_AIM OF THE EXERCISE_
Give the entries below again exactly. Their pictures are not needed.

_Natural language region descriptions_
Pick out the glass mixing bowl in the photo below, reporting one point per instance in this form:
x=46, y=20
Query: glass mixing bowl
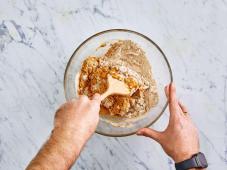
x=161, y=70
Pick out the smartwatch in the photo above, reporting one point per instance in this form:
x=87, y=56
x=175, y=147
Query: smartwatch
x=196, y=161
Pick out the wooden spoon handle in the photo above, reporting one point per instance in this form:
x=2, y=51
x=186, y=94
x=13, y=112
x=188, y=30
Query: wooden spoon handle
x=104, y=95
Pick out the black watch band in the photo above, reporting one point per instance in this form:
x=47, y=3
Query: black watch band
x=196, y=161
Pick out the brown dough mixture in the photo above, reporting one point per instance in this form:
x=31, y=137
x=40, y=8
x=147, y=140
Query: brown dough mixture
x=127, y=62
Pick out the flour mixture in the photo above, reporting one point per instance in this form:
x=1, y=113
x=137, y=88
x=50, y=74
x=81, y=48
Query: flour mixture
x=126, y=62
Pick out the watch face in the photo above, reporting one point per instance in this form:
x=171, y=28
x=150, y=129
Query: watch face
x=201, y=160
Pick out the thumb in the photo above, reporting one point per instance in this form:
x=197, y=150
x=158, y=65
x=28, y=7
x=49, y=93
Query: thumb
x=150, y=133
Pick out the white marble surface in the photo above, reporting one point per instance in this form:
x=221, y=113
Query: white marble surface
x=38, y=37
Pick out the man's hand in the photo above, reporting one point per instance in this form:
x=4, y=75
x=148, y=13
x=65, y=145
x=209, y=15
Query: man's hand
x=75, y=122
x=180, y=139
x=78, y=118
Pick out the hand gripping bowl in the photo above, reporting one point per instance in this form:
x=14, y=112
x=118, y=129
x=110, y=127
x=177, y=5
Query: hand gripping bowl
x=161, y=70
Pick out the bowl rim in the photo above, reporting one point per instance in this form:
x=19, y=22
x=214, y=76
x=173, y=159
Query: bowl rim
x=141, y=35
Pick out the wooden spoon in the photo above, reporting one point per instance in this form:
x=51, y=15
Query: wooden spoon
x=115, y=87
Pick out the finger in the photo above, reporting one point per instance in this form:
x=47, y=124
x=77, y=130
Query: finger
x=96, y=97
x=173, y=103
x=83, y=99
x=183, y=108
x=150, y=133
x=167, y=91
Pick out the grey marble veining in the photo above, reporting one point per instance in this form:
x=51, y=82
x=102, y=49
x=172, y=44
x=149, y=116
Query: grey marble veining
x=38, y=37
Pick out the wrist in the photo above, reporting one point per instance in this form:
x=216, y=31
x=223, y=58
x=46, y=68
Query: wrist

_PROBLEM SOLUTION_
Pick out the glass mixing bowl in the photo below, reporting one point per instance in this form:
x=46, y=20
Query: glass mixing bowl
x=161, y=70
Pick out the smartwatch in the photo above, reporting one point per instance in this form:
x=87, y=56
x=175, y=147
Query: smartwatch
x=196, y=161
Pick out the wooden spoon handle in the photo above, reporting one point per instance in this form:
x=2, y=51
x=186, y=94
x=13, y=112
x=188, y=30
Query: wooden spoon handle
x=104, y=95
Pick out the black watch band in the photo above, reporting one point per instance in this form:
x=47, y=3
Query: black watch band
x=196, y=161
Pick out the brown dough mixture in the photo above, reporting one point per instance in this form:
x=31, y=137
x=40, y=8
x=147, y=140
Query: brown dough mixture
x=127, y=62
Pick out the flour mixture in the photo above, reporting one point per instance in this form:
x=1, y=113
x=137, y=88
x=50, y=74
x=81, y=48
Query: flour mixture
x=126, y=62
Pick out the watch face in the photo above, reporting one point per instance in this form:
x=171, y=28
x=150, y=129
Query: watch face
x=201, y=160
Pick out the thumb in the photo above, reporting one point per instance in this form:
x=197, y=150
x=158, y=65
x=28, y=7
x=49, y=93
Query: thumb
x=150, y=133
Pick out the white marble surface in the photo above, reporting one point per instance in this form:
x=221, y=113
Query: white marble surface
x=38, y=37
Pick out the man's hand in the photo above, reporting one point per instance in this form:
x=4, y=75
x=148, y=13
x=65, y=145
x=209, y=15
Query: man's hand
x=75, y=122
x=180, y=139
x=78, y=118
Pick out the hand gripping bowl in the photo above, reporting one point per instance in this form:
x=14, y=112
x=118, y=129
x=110, y=127
x=177, y=5
Query: hand gripping bowl
x=161, y=70
Pick out the bowl rim in the photo above, reporting one point per instance in this form:
x=19, y=22
x=214, y=76
x=173, y=159
Query: bowl rim
x=141, y=35
Pick out the wooden spoon in the photo above, reporting one point per instance in this form:
x=51, y=15
Query: wooden spoon
x=115, y=87
Pick out the finger in the photo above, reporting one point per instance in this form:
x=47, y=124
x=77, y=130
Query: finger
x=96, y=97
x=173, y=103
x=83, y=99
x=183, y=108
x=150, y=133
x=167, y=91
Pick out the grey marble veining in the photo above, reporting one point per instance in this form:
x=51, y=82
x=102, y=49
x=172, y=44
x=149, y=116
Query: grey marble veining
x=38, y=37
Pick out the wrist in the photo above, reporting one point per instance in this form:
x=216, y=31
x=223, y=58
x=46, y=68
Query: wrist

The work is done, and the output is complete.